# RECORD SET
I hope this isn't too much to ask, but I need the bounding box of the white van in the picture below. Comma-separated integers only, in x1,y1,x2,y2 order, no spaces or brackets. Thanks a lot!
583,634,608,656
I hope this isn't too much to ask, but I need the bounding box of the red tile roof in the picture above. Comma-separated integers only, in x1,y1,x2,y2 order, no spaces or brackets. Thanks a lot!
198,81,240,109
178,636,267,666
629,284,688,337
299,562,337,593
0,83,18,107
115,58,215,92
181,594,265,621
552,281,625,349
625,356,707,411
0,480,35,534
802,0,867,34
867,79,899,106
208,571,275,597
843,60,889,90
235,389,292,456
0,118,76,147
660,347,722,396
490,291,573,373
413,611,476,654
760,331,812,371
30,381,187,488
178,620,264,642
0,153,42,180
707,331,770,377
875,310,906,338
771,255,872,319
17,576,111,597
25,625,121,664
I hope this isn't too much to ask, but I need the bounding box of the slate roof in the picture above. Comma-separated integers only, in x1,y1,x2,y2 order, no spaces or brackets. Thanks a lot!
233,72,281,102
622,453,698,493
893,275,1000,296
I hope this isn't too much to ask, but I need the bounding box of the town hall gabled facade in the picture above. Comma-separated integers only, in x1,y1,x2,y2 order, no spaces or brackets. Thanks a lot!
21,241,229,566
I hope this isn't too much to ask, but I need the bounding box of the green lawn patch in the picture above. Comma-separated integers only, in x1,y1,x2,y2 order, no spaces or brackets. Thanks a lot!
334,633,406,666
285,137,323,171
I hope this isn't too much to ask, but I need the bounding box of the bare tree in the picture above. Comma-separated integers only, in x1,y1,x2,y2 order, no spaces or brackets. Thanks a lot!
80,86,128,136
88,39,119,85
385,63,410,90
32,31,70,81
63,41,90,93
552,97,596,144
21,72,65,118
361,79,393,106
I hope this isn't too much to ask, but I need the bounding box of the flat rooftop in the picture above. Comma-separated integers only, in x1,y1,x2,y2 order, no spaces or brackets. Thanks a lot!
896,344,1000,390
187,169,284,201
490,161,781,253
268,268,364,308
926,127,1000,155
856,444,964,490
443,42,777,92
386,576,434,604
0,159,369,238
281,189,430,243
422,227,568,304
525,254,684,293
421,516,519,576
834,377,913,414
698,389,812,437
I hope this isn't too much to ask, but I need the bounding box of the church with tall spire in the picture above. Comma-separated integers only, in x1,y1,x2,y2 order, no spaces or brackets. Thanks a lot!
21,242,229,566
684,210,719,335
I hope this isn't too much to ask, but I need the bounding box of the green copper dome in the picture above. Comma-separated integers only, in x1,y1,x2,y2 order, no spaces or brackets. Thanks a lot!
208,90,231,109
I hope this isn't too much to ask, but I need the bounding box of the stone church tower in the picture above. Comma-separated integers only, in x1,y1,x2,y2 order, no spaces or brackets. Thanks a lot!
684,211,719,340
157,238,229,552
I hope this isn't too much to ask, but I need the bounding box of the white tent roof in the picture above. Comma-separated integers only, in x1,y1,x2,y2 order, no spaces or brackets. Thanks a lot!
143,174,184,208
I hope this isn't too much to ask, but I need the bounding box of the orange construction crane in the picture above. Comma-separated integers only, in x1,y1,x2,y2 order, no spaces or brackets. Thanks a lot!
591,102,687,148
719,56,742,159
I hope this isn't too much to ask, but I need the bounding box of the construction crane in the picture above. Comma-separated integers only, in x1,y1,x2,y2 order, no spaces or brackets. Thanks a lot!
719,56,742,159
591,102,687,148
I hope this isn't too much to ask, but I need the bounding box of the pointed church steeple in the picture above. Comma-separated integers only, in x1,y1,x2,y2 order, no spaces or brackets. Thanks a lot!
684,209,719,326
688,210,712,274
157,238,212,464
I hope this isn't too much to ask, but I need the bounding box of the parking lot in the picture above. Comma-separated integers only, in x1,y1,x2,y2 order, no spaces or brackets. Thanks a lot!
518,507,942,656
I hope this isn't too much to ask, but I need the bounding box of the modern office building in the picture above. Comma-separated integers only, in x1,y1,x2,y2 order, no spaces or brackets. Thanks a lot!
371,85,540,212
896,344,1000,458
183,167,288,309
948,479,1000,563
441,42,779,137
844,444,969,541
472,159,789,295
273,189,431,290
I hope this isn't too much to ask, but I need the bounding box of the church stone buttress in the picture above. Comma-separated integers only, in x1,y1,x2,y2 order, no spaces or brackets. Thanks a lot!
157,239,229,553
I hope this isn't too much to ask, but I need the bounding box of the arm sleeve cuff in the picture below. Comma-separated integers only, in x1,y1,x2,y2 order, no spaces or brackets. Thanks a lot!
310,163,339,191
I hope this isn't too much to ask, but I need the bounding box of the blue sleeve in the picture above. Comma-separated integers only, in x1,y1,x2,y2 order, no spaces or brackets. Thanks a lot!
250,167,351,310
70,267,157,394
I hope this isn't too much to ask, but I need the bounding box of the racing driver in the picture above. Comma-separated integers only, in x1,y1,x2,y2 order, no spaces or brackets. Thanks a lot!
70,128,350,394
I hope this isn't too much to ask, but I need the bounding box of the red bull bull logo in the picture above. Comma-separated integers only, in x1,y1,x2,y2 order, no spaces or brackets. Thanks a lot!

# GIVEN EXERCISE
Copy out every one of the lines above, unchanged and in the order given.

# RESPONSE
I hope this isn't too much to ask, but I need the bounding box of the white van in the picture below. Comma-separated integers only, in x1,y1,x2,y2 order, no spaces or brackets. Thanks a lot!
583,634,608,656
I hope this isn't too much to ask, but I need the bounding box of the red tile roof in the picture above. Comma-separated integers only, in x1,y1,x2,y2 order, no spaces or brackets. Thanks a lot!
198,81,240,109
178,636,267,666
629,284,688,337
299,562,337,593
0,83,18,107
115,58,215,92
181,594,265,621
552,281,625,349
625,356,707,411
0,480,35,534
802,0,867,34
867,79,899,106
208,571,275,597
843,60,889,90
235,389,292,456
0,118,76,147
660,347,722,396
490,291,573,373
413,611,476,654
760,331,812,371
30,381,187,488
178,620,264,642
0,153,42,180
707,331,770,377
875,310,906,338
771,255,872,319
17,576,111,597
25,625,121,664
I hope this isn't too much to ask, but I need the bounding box of the slate roof in the picture above. Comma-separated integers only, in x1,y1,x2,y2 order, no spaces or brackets. Thanks a lot!
233,72,281,102
622,453,698,493
893,275,1000,296
I hope this isn't too much to ask, but I need the bounding box of the town hall gabled facade in the picture above. Comma-separated integers only, in x1,y1,x2,y2 order, no spaces or brackets. Thanks a lot!
21,241,229,566
I hope this isn't too much to ask, but I need the bounding box of the green lawn patch in the picture above. Comma-separated integers only, in x1,y1,x2,y2 order, no spaces or brackets. Thanks a lot!
334,633,406,666
285,137,323,171
I hope this isn't too much to ask, but I need the bounding box of the bare tree in the picture above. Comma-separated integers only, in x1,y1,x2,y2 order, no spaces or brackets. Thanks a lot!
80,86,128,136
88,39,119,85
385,63,410,90
32,31,70,81
63,41,90,93
552,97,596,144
21,72,65,118
361,79,393,106
I hope this isn't too much to ask, but I need the bounding box of the flat rooftop in the picture above. Comma-separated integers only, in x1,y1,x2,y2 order, no spaces or brackets. Thanks a lot!
896,344,1000,390
187,169,284,201
490,161,781,253
268,268,364,308
926,127,1000,155
856,444,964,490
443,42,777,92
386,576,434,604
0,159,369,238
281,189,430,243
422,227,568,304
525,254,684,293
421,516,519,576
834,377,913,414
698,389,812,437
I hope this isn't too much to ask, but I need the bounding box of the church with tall spire in the picture above. Comma-separated integers only, in x1,y1,x2,y2 order, no spaces or brackets. Thanks a lot!
21,242,229,566
684,210,719,335
I hope this isn't too much to ask, but I need the bounding box of the green copper dome in the picture above. Comma-separated integers only, in x1,y1,x2,y2 order, no spaces or brackets. Thanks a lot!
208,90,231,109
I hope this isn't too much to ask, but I need the bounding box of the stone church tower in the picture above. Comma-separated integers only, in x1,y1,x2,y2 order, no spaces or brackets. Thanks a lot!
684,211,719,340
157,238,229,552
I hope this isn't too much to ask, but I need the bounding box of the white tent roof in the picture above. Comma-separated integers only, in x1,y1,x2,y2 order, no spaces or brackets. Thanks a lot!
143,174,184,208
I hope this isn't too much to ask, but I need the bounding box of the orange construction crane in the picture above. Comma-separated integers only, in x1,y1,x2,y2 order, no spaces or brackets. Thanks a lot!
591,102,687,148
719,56,742,159
I hope this isn't too much to ask, but I need the bounding box of the construction crane in the picture above. Comma-separated integers only, in x1,y1,x2,y2 order, no spaces or brackets. Thanks a lot!
719,56,742,159
591,102,687,148
I hope this isn't too much to ask, but I need the bounding box of the pointed church steeple in the picture above. Comma-separated integers only, in x1,y1,x2,y2 order, no spaces or brackets. Thanks a lot!
684,209,719,326
688,210,712,274
157,238,212,464
I hope this isn't too much to ask, but I need the bounding box of the parking lot in the picture above. Comma-separated integers only, in x1,y1,x2,y2 order, no spaces or brackets. Thanks a lot!
518,507,942,656
I hope this isn't too much to ask, but I need the bounding box of the modern office building in the picture above. Comma-separated integers only, in x1,y1,x2,y2 order, no spaces or brackets. Thanks a lot!
371,85,540,212
896,344,1000,458
183,167,288,309
948,479,1000,563
441,42,779,137
844,444,969,541
472,159,789,295
273,189,431,290
I hope this isn't too much to ask, but I need the bounding box of the church stone buttress in the picture above. Comma-separated integers only, in x1,y1,x2,y2 order, no spaces or brackets. Thanks a lot!
157,239,229,553
I hope this isn't too much to ask, but I need the bounding box of the arm sleeve cuff in the picture below. Comma-separated integers only, in x1,y1,x2,y2 order, no spaces or brackets. Thanks a lot!
310,163,339,191
I hope this isn't too much to ask, but I need the bounding box of the blue sleeve in the picture above. Comma-separated integers only, in x1,y1,x2,y2 order, no spaces or brackets. Thanks a lot!
250,167,351,310
70,267,157,394
I hope this isn't too much to ask, but I need the bounding box of the racing driver in the picture above. Comma-separated integers only, in x1,y1,x2,y2 order, no spaces or brackets. Thanks a lot!
70,128,350,394
I hope this isn't too much to ask, but I need the bounding box of the red bull bull logo in the picture above. Comma-separated integers only, in x1,y1,x2,y2 order, no spaces or brackets. Thanks a lot!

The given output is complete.